=== Passage given ===
Photo: Giacomo Cosua

Re-Stor(y)ing Oceania curated by Taloi Havini
March 23, 2024 – October 13, 2024
Chiesa di San Lorenzo
Castello 5069, Venice

TBA21–Academy opens Re-Stor(y)ing Oceania at Ocean Space in Venice, an exhibition premiering two site-specific commissions by Indigenous artists from the Pacific, Latai Taumoepeau and Elisapeta Hinemoa Heta.

The exhibition is curated by Bougainville-born, and recent Artes Mundi prize winner, artist Taloi Havini and expands on an ongoing collaboration with TBA21–Academy following her 2021 solo exhibition. Re-Stor(y)ing Oceania is commissioned by TBA21–Academy and Artspace, Sydney, and produced in partnership with OGR Torino, culture and innovation hub.

Latai Taumoepeau, “Deep Communion sung in minor (ArchipelaGO, THIS IS NOT A DRILL)”, 2024. Exhibition view of “Re-Stor(y)ing Oceania”, Ocean Space, Venice. Co-commissioned by TBA21–Academy and Artspace, and produced in partnership with OGR Torino. Photo: Giacomo Cosua

Re-Stor(y)ing Oceania platforms artists and communities who live and work in the vast and diverse region of islands and atolls in the southern hemisphere. The Pacific Islands are one of the regions most impacted by the damaging effects of climate change, and their Indigenous leaders and communities have led the call for more study and greater awareness of the ensuing crises for decades. Peoples of the Pacific span over a quarter of the planet with ancestral relations that extend from Taiwan, Philippines, Papua New Guinea, Solomon’s, Tonga, Samoa, Fiji to Palau, Hawai’i in the north to the southernmost island of Aotearoa, to Rapa Nui in the east and to the west coast of the Australian continent

Despite the formation of many Pacific Island Countries since 1962, the legacies of colonisation still affect Oceanic communities today – socially and economically through the ongoing exploitation of their natural resources. In a time of climate and environmental crisis Re-Stor(y)ing Oceania seeks to subvert this extractive trajectory through art, oratory, song, genealogy, performance, embodied knowledge, and Oceanic cosmological belief systems.

=== Available data ===

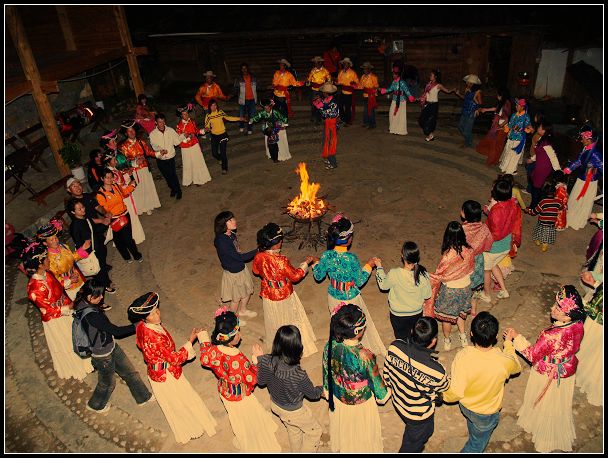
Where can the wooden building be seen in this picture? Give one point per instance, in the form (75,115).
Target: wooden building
(496,54)
(47,44)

=== Set task A ===
In the exhibition announcement, which two artists have site-specific commissions premiering?
=== Set task B ===
Continue the exhibition announcement from its last sentence.
The data above is separate material, not part of the exhibition announcement.

=== Result A ===
Latai Taumoepeau and Elisapeta Hinemoa Heta.

=== Result B ===
Havini’s curatorial vision is guided by an ancestral call and response method. For the new commissions, Havini has invited artist Latai Taumoepeau to present a call with the work Deep Communion sung in minor (ArchipelaGO, TH IS IS NOT A DRILL) and Wāhine architect Elisapeta Hinemoa Heta to respond to that call with The Body of Wainuiātea.

Latai Taumoepeau, “Deep Communion sung in minor (ArchipelaGO, THIS IS NOT A DRILL)”, 2024. Exhibition view of “Re-Stor(y)ing Oceania”, Ocean Space, Venice. Co-commissioned by TBA21–Academy and Artspace, and produced in partnership with OGR Torino. Photo: Giacomo Cosua

Deep Communion sung in minor (ArchipelaGO, TH IS IS NOT A DRILL)
Latai Taumoepeau
East Wing

Tongan artist Latai Taumoepeau presents Deep Communion sung in minor (ArchipelaGO, TH IS IS NOT A DRILL), an immersive 16 channel sound installation inviting the public to engage in a durational performance – bringing global awareness to the dangers of deep-sea mining in the Pacific.

Through the construction of an amphitheatre comprised of sound and standing paddle machines, the artwork references mass congregational worship and layers the geopolitical players amongst cultural complexities surrounding spiritual belief and ritualistic practices through faiva (body-centred) durational performances. Honouring the ancient ceremonial practice of the Me’etu’upaki performed in Tongatapu earlier this year, Taumoepeau invites members of the public to join her as an invocation seeking guidance towards the collective care and protection of Moana (Oceania).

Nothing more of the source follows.